EXERCISE OBJECTIVE: Rewrite the church luncheon account between "The luncheon teams" and "of the service.", inclusive, and replace "captain" with "leader" throughout.

PROVIDED PASSAGE:
□ □ □ □ □ □ □
My first idea for this second post was to Blame It On Byzantium – by way of a back story to my life in an Orthodox Church – and I will get to it in a future post. But today I will tell you about a recent Sunday, as a reflection on reliving my mother’s life, to my astonishment.
I have an enduring childhood memory of being taken by my father to the Edmonton Exhibition grounds – merry-go-round, ferris wheel, cotton candy – while my mother stood chopping and frying mounds of onions at the food booth operated by the Ukrainian Women’s Association of Canada, Edmonton branch. (This may have been for the hotdogs, perogies/pyrohy being still far too ethnic for public offering.) It’s what women who went to church did – and cooked for weddings and funerals and served tea at Spring Teas – and so I found myself, a few months after becoming a paid-up member of St Elias Ukrainian Orthodox church in Edmonton, welcomed into the January monthly fellowship luncheon team, handed an apron, a knife and a mound of veggies to slice.
The luncheon teams are made up entirely of women, although occasionally a spouse will help with clean-up, and the team captain is responsible for the menu. Unlike the weeks of Lent when the captain has to be particularly creative to go beyond the inevitable humus and tuna fish sandwiches, January is not a fasting period, and our captain is creative with all kinds of meats and cheeses and salads, and team members contribute an astonishing variety of baking. Meanwhile, the Divine Liturgy is proceeding upstairs and we teamsters are given time out to join the line-up of parishioners receiving Communion near the end of the service.
Those staying for lunch drift down and help themselves to beverages but no food until the priest and deacon have joined us and said a prayer and blessing. They are the first at the buffet table and we lunch ladies wait until everyone is eating dessert before we fill our own plates. We do not eat with our guests but are called out by name and given a round of applause before we begin the clean up.
Do I chaff at such retro custom?
□ □ □ □ □ □ □
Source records
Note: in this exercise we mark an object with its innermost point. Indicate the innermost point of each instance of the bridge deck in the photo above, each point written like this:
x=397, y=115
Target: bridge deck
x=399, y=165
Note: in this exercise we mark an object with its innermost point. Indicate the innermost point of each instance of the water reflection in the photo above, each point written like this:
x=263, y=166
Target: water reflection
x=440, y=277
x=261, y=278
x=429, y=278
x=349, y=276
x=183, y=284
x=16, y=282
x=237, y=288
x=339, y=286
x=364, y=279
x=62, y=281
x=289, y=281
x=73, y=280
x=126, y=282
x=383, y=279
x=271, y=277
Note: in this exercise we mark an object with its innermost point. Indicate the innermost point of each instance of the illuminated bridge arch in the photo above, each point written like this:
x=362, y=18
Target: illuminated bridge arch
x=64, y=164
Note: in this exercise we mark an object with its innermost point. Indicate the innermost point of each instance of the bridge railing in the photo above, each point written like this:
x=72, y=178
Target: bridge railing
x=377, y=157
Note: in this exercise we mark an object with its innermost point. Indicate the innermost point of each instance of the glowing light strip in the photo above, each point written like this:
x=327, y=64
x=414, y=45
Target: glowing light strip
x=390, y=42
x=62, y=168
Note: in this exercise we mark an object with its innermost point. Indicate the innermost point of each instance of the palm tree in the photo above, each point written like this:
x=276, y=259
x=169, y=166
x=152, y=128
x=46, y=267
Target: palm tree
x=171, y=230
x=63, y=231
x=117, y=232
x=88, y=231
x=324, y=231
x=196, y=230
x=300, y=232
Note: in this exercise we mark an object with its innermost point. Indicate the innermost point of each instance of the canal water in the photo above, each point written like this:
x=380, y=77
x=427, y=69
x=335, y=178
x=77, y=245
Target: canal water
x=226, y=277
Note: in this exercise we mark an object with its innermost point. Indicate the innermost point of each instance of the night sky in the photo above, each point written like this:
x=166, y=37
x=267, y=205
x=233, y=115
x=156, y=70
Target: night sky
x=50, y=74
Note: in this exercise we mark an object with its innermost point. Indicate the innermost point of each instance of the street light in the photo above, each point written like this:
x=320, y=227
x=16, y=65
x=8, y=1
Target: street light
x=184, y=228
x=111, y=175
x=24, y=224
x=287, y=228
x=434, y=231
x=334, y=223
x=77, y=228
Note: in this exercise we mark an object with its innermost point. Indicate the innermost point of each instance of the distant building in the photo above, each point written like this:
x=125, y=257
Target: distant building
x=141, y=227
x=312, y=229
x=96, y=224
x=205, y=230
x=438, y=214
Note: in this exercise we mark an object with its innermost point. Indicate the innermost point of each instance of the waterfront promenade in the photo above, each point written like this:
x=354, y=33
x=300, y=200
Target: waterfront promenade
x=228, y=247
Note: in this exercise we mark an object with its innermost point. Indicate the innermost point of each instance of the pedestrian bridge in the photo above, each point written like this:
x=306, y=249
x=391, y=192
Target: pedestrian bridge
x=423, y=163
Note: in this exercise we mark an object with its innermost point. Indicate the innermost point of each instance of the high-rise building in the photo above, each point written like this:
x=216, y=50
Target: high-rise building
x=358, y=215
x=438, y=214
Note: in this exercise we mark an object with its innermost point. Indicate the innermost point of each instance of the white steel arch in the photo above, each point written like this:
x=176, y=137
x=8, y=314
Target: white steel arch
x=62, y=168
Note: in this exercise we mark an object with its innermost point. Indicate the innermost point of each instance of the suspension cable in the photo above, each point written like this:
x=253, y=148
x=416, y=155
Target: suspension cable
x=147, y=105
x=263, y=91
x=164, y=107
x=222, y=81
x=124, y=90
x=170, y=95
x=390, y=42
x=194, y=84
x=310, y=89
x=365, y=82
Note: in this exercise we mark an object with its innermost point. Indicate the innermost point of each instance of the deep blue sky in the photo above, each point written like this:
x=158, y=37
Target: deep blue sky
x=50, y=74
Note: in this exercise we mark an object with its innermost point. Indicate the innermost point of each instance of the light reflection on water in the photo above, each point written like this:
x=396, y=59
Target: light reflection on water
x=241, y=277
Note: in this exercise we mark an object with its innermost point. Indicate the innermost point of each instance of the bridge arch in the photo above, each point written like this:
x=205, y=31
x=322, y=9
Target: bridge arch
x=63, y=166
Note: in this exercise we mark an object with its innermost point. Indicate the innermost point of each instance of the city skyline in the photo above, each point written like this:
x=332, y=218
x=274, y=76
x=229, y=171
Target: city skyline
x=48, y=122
□ □ □ □ □ □ □
SOLUTION TO THIS TASK:
The luncheon teams are made up entirely of women, although occasionally a spouse will help with clean-up, and the team leader is responsible for the menu. Unlike the weeks of Lent when the leader has to be particularly creative to go beyond the inevitable humus and tuna fish sandwiches, January is not a fasting period, and our leader is creative with all kinds of meats and cheeses and salads, and team members contribute an astonishing variety of baking. Meanwhile, the Divine Liturgy is proceeding upstairs and we teamsters are given time out to join the line-up of parishioners receiving Communion near the end of the service.